* BEGIN Data to process *
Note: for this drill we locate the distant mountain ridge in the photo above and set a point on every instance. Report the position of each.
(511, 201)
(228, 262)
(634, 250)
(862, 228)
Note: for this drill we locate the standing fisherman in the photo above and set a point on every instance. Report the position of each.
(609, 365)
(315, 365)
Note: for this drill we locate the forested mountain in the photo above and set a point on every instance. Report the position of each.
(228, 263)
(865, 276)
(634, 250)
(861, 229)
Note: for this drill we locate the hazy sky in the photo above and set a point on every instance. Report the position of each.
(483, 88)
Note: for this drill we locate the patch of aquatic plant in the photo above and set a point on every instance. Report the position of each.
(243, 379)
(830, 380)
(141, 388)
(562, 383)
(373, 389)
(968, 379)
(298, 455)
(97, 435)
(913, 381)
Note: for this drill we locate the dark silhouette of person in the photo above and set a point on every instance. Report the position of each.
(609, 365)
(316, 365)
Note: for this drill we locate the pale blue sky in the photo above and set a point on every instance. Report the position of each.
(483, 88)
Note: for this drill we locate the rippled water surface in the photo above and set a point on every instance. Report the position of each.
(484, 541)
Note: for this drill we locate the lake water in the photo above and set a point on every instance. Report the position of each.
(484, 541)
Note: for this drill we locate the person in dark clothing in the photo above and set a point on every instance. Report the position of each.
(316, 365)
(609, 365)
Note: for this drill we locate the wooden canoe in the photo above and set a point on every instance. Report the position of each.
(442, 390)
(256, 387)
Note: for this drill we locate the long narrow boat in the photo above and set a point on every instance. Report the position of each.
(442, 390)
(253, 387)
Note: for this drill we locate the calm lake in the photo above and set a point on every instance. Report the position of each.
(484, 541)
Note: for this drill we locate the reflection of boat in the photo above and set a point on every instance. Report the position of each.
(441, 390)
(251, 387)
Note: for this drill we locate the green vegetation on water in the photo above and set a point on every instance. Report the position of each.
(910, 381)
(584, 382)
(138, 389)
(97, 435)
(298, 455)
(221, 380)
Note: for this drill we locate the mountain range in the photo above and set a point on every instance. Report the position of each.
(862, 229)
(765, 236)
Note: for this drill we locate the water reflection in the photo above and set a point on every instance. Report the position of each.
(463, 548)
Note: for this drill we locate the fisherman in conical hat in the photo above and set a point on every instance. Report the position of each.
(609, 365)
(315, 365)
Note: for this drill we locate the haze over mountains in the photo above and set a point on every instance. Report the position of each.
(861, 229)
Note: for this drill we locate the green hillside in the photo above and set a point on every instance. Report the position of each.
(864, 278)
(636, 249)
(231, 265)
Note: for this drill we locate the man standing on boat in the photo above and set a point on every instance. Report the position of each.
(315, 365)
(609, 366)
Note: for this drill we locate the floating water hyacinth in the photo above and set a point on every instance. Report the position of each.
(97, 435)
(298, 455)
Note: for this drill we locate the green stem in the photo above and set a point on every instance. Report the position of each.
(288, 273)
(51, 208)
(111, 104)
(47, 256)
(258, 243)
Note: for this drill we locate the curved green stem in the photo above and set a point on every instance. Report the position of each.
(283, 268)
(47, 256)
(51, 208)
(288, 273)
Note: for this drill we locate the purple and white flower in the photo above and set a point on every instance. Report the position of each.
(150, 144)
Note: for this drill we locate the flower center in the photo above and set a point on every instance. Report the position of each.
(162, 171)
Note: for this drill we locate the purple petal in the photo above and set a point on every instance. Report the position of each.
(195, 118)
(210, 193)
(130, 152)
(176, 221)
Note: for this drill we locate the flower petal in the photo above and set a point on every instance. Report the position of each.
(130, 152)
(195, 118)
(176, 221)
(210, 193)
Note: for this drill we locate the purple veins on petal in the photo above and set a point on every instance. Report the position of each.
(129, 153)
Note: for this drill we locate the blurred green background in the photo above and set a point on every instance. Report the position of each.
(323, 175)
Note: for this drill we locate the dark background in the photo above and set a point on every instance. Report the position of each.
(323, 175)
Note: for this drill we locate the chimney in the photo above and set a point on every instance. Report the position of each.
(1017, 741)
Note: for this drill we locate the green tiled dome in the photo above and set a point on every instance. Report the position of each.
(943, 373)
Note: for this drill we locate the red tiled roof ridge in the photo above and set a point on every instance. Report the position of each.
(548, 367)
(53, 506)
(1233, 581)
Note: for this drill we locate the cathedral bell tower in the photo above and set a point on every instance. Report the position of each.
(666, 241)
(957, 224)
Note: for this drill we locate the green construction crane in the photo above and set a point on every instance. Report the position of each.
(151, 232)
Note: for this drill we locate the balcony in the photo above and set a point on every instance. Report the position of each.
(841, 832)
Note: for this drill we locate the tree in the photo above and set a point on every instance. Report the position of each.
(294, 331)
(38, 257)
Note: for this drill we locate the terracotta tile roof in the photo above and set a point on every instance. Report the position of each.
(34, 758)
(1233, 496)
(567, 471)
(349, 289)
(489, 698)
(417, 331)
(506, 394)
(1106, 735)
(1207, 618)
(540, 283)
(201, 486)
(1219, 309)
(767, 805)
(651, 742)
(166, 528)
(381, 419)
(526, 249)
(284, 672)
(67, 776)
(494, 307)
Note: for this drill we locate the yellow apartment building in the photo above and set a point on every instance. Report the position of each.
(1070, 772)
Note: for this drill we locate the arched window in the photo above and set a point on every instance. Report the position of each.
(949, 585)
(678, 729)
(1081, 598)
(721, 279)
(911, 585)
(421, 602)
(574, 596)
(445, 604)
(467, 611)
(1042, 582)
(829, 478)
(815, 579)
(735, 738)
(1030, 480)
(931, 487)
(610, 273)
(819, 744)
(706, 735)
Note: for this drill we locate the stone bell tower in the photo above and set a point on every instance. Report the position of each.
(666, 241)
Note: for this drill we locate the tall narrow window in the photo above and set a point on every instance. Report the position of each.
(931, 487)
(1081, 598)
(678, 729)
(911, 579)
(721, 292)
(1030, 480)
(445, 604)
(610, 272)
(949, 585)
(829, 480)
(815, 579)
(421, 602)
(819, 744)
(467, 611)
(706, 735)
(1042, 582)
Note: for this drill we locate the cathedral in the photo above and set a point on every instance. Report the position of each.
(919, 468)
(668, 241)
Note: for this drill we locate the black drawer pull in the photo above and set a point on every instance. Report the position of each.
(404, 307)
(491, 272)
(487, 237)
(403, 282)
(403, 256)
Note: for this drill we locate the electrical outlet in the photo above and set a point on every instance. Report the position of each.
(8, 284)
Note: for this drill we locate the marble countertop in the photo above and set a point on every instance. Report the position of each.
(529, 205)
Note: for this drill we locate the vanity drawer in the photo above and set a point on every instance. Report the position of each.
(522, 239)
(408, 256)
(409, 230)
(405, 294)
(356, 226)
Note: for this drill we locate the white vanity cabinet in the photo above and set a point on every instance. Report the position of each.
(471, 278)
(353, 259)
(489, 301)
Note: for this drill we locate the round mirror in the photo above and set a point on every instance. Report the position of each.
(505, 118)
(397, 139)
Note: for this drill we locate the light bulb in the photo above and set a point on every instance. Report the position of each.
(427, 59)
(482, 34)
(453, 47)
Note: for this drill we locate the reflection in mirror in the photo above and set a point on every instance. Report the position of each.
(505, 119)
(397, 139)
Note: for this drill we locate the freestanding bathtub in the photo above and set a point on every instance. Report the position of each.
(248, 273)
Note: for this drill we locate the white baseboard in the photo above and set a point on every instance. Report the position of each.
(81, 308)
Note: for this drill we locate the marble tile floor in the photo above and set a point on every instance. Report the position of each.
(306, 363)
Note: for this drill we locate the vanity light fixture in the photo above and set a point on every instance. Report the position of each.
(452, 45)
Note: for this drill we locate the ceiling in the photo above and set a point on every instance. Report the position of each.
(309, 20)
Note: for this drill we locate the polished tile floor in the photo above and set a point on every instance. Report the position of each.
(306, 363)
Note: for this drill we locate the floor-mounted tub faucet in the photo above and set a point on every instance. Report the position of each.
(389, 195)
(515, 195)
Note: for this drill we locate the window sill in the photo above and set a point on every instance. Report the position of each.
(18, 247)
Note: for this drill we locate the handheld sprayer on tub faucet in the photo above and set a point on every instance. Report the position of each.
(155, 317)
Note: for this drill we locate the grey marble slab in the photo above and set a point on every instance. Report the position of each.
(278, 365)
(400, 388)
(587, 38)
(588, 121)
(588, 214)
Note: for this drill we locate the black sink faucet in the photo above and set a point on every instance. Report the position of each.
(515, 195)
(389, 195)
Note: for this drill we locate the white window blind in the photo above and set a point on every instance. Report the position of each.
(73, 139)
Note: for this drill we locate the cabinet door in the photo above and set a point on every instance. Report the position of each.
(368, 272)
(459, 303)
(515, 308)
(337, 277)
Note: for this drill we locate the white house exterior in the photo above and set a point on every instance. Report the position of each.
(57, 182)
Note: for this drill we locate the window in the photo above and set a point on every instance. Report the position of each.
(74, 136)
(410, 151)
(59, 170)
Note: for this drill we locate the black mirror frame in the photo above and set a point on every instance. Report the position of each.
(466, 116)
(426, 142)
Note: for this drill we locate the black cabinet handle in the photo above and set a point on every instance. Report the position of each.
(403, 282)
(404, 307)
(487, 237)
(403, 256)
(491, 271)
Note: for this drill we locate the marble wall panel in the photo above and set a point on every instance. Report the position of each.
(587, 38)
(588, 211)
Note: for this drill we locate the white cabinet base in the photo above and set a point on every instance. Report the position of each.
* END Data to process *
Repeat, without change, each line of the data above from the one that contains "Note: for this drill we locate the black mirror" through the final line, counting both.

Note: for this drill we locate the black mirror frame in the photo above and set a point on every instance. Report the position of each.
(466, 116)
(426, 142)
Note: for this drill we locate the black cabinet handle in the photo above and set a point on every instance. Report the position of each.
(403, 282)
(404, 307)
(487, 237)
(403, 256)
(491, 271)
Note: for this drill we locate the marble wall panel in the photo above and set a point on every instance. Report the position of each.
(587, 38)
(588, 211)
Note: for this drill we locate the white cabinet base in the photo above and set a point on every instance. Report the position of each.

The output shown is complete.